* [Task directions]: Rewrite the entries below, beginning at the line that has "Question. The photo above holds the hazy" and stopping after the last entry, with every "marker" changed to "point" and nothing else altered. Leave the pictures out.

* [Material shown]:
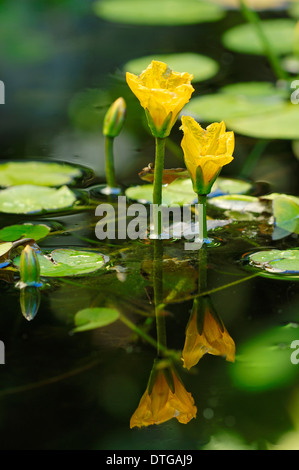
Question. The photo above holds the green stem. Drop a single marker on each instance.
(253, 18)
(202, 217)
(110, 171)
(158, 296)
(158, 182)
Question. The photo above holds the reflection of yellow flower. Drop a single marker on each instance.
(165, 398)
(206, 333)
(206, 152)
(162, 93)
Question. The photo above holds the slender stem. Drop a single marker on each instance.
(158, 182)
(253, 18)
(202, 217)
(110, 171)
(158, 296)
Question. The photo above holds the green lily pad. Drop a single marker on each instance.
(28, 199)
(281, 124)
(37, 173)
(200, 66)
(244, 39)
(92, 318)
(263, 363)
(282, 262)
(15, 232)
(68, 262)
(233, 102)
(158, 12)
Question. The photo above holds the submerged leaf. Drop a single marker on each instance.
(92, 318)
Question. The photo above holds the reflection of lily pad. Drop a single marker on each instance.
(284, 262)
(37, 173)
(244, 39)
(158, 12)
(15, 232)
(200, 66)
(67, 262)
(28, 199)
(92, 318)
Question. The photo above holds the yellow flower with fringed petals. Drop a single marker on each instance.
(165, 398)
(206, 334)
(162, 93)
(206, 152)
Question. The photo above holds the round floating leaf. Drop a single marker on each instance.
(237, 101)
(67, 262)
(281, 124)
(28, 199)
(37, 173)
(244, 39)
(281, 262)
(92, 318)
(200, 66)
(158, 12)
(263, 362)
(15, 232)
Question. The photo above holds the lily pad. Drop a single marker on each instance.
(237, 101)
(37, 173)
(282, 262)
(92, 318)
(200, 66)
(158, 12)
(29, 199)
(15, 232)
(68, 262)
(244, 39)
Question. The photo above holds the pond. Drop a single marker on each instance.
(116, 342)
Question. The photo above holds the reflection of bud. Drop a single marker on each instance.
(29, 268)
(165, 398)
(114, 118)
(206, 333)
(29, 301)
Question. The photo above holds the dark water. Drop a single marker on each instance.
(78, 391)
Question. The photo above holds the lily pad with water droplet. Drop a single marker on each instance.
(201, 67)
(38, 173)
(244, 39)
(92, 318)
(29, 199)
(68, 262)
(15, 232)
(158, 12)
(277, 262)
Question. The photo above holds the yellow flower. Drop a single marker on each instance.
(206, 152)
(162, 93)
(165, 398)
(206, 333)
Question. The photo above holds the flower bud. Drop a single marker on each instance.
(29, 268)
(29, 301)
(114, 118)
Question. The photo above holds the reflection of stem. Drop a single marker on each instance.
(202, 217)
(158, 181)
(110, 171)
(158, 295)
(253, 18)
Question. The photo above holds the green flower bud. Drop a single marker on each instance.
(29, 301)
(29, 267)
(114, 118)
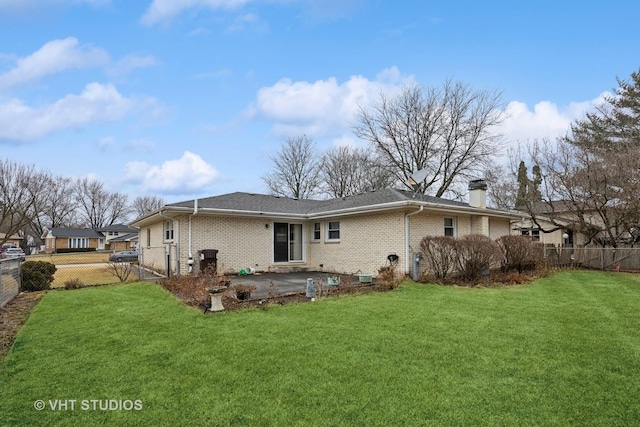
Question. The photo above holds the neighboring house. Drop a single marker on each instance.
(350, 234)
(114, 234)
(76, 238)
(558, 225)
(14, 240)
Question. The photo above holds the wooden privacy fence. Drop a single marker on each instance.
(619, 259)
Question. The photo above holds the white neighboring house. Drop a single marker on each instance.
(351, 234)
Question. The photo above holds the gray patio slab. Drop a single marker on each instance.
(285, 283)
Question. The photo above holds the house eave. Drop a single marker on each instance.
(174, 211)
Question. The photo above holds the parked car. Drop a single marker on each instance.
(12, 253)
(7, 246)
(124, 256)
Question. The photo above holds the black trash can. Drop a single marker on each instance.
(209, 260)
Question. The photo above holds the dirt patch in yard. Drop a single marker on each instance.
(12, 317)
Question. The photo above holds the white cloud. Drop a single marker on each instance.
(545, 121)
(55, 56)
(98, 103)
(248, 21)
(188, 173)
(162, 10)
(325, 107)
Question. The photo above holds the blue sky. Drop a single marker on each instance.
(188, 98)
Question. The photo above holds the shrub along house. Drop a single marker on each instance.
(346, 235)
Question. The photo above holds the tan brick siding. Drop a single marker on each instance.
(365, 240)
(365, 243)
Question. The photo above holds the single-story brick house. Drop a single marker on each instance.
(76, 238)
(119, 237)
(346, 235)
(14, 239)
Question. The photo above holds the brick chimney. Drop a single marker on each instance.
(478, 194)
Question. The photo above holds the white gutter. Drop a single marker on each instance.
(406, 238)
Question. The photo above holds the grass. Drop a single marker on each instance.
(562, 351)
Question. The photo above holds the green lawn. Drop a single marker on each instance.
(562, 351)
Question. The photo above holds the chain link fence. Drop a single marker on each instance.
(10, 280)
(78, 269)
(618, 259)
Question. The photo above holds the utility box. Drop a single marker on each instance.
(209, 260)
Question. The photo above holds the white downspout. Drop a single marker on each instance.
(406, 238)
(195, 212)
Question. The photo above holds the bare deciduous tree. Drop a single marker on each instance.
(143, 205)
(501, 193)
(296, 169)
(347, 171)
(594, 171)
(449, 131)
(20, 191)
(98, 207)
(56, 207)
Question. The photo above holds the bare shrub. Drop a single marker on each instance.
(190, 289)
(519, 253)
(387, 279)
(475, 256)
(439, 252)
(346, 285)
(74, 284)
(122, 270)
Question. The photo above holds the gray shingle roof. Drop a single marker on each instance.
(121, 228)
(267, 203)
(75, 232)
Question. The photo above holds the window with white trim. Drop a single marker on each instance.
(533, 233)
(168, 230)
(316, 231)
(333, 230)
(78, 242)
(449, 227)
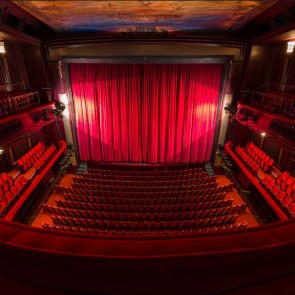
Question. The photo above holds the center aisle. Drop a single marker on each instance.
(66, 181)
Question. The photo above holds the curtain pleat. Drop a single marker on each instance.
(145, 113)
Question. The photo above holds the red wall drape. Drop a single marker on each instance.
(145, 113)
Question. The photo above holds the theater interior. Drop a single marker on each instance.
(147, 147)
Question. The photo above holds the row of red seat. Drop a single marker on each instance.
(89, 230)
(106, 172)
(144, 200)
(144, 208)
(28, 159)
(8, 197)
(285, 198)
(286, 181)
(92, 190)
(45, 158)
(279, 186)
(146, 183)
(148, 187)
(259, 156)
(145, 225)
(6, 182)
(79, 213)
(247, 160)
(145, 177)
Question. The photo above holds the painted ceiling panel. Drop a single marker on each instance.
(122, 16)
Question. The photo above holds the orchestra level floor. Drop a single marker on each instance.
(247, 216)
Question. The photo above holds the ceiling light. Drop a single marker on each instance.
(290, 46)
(2, 47)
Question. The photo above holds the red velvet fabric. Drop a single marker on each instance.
(145, 113)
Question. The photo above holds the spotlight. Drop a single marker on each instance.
(59, 108)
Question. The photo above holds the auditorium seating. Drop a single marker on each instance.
(283, 189)
(10, 191)
(247, 160)
(261, 158)
(139, 202)
(38, 156)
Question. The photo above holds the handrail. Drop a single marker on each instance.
(36, 180)
(282, 216)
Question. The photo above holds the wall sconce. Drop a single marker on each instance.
(263, 134)
(290, 47)
(2, 47)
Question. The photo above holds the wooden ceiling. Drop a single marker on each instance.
(145, 16)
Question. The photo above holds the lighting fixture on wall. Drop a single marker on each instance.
(290, 47)
(2, 47)
(263, 134)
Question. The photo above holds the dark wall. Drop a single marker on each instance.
(15, 63)
(35, 67)
(260, 67)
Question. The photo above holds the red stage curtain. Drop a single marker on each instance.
(145, 113)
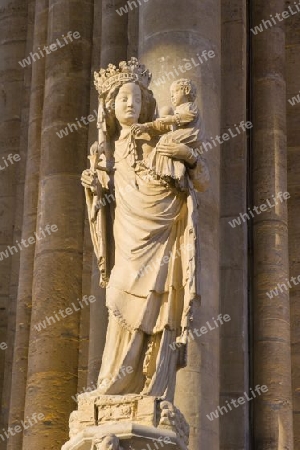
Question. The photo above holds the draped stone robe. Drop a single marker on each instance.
(155, 276)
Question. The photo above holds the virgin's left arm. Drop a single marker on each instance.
(199, 174)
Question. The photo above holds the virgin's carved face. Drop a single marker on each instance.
(128, 104)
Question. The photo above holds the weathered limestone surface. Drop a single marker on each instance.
(234, 364)
(13, 31)
(273, 424)
(53, 369)
(136, 420)
(293, 142)
(32, 165)
(65, 358)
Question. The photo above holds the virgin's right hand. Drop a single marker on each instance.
(88, 180)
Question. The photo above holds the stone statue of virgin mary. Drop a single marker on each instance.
(145, 234)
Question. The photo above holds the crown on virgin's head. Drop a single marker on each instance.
(130, 70)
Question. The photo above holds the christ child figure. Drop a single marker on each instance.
(184, 126)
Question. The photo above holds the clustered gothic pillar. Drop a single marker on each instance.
(273, 425)
(13, 31)
(234, 364)
(167, 40)
(53, 351)
(293, 120)
(24, 303)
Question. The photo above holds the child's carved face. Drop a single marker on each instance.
(179, 95)
(110, 443)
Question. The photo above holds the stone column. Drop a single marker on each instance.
(13, 31)
(57, 284)
(10, 370)
(24, 302)
(114, 32)
(234, 369)
(293, 141)
(271, 316)
(170, 37)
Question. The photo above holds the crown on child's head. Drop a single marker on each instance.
(128, 71)
(185, 82)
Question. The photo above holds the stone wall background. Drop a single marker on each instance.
(250, 78)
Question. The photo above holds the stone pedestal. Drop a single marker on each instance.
(137, 422)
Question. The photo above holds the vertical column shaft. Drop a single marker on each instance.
(24, 301)
(293, 141)
(53, 351)
(234, 366)
(271, 316)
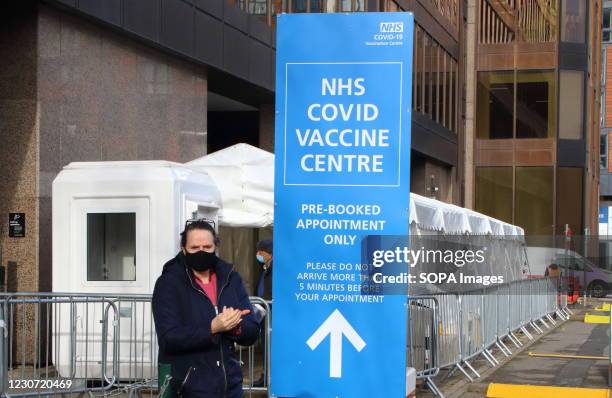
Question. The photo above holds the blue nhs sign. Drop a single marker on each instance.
(342, 173)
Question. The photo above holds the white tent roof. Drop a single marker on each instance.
(431, 214)
(245, 176)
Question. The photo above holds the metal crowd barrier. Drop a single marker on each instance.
(106, 344)
(69, 343)
(473, 324)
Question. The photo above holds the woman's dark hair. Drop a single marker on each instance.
(190, 225)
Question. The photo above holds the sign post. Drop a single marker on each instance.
(342, 173)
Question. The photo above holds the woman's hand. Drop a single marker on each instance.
(227, 320)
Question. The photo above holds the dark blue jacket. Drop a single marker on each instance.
(183, 314)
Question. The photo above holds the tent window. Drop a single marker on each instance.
(111, 246)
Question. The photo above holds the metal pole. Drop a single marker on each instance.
(610, 364)
(4, 347)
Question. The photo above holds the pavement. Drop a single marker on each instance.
(570, 338)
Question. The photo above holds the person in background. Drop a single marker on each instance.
(263, 289)
(201, 309)
(264, 257)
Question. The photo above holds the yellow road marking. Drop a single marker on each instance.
(519, 391)
(533, 354)
(588, 318)
(604, 307)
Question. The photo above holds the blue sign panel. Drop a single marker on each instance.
(342, 173)
(603, 214)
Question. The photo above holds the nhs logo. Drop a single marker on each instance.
(391, 27)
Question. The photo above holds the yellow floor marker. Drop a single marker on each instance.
(564, 356)
(523, 391)
(588, 318)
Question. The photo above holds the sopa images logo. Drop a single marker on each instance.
(391, 27)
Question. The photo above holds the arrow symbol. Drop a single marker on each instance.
(335, 326)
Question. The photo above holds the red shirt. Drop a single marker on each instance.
(209, 288)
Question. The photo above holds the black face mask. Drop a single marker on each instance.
(200, 261)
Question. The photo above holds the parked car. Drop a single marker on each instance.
(596, 280)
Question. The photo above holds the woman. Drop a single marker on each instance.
(201, 309)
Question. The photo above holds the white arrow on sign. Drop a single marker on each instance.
(335, 325)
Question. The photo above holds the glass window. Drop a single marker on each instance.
(494, 192)
(258, 7)
(534, 200)
(569, 199)
(495, 105)
(571, 98)
(420, 43)
(454, 96)
(573, 21)
(435, 81)
(427, 69)
(416, 70)
(111, 246)
(535, 104)
(603, 151)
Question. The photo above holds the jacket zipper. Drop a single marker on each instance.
(216, 307)
(221, 337)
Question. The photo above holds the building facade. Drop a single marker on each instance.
(505, 100)
(605, 190)
(532, 111)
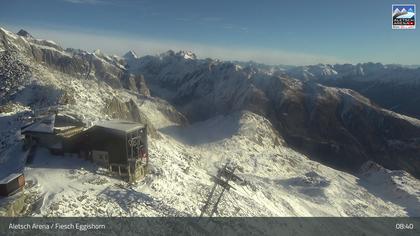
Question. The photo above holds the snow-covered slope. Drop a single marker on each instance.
(278, 180)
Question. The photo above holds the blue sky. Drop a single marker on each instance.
(272, 32)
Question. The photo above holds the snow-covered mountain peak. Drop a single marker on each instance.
(130, 55)
(25, 34)
(188, 55)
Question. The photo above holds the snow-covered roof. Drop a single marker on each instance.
(120, 125)
(9, 178)
(45, 125)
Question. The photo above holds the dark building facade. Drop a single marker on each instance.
(120, 146)
(11, 184)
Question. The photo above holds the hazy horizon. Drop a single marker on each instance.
(326, 33)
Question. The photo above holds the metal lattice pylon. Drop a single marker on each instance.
(221, 184)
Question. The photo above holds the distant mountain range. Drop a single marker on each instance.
(334, 125)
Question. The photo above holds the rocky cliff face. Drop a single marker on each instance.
(336, 126)
(74, 62)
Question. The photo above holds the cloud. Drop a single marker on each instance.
(112, 43)
(92, 2)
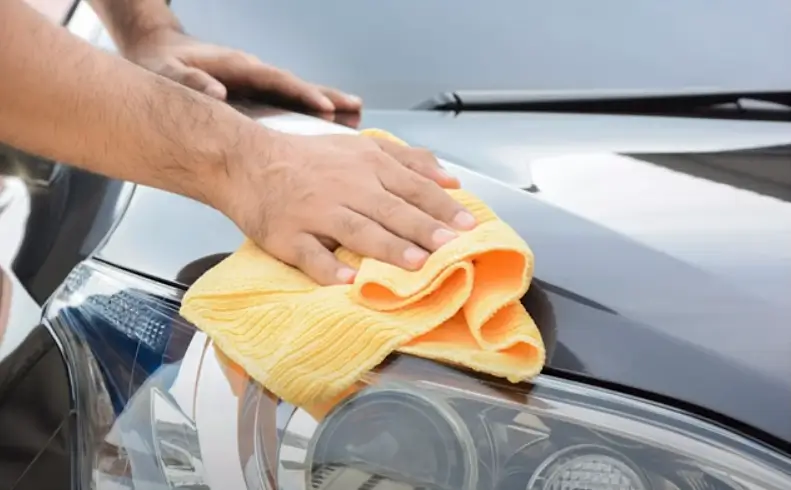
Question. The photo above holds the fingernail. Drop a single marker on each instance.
(415, 256)
(215, 90)
(464, 220)
(346, 275)
(442, 236)
(445, 176)
(326, 104)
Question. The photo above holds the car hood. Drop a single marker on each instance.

* [Written solution]:
Question. The photo above holds the hazy horizon. Drop a single point on each instance.
(326, 33)
Question. The photo above holds the metal lattice pylon. Drop a single point on each instance.
(221, 184)
Question. The photo above holds the distant mountain range. Drop a single point on each instance.
(334, 125)
Question. The photo above holds the rocky cliff face. Drop a single point on each instance.
(336, 126)
(74, 62)
Question. The photo above holds the cloud. Drop a single point on each instance.
(112, 43)
(92, 2)
Question. The photo above holds the fingernail. Drop a single point on each instance.
(415, 256)
(215, 90)
(464, 220)
(346, 275)
(442, 236)
(445, 176)
(326, 104)
Question. The photo above holds the car hood. Drop a single point on each instance.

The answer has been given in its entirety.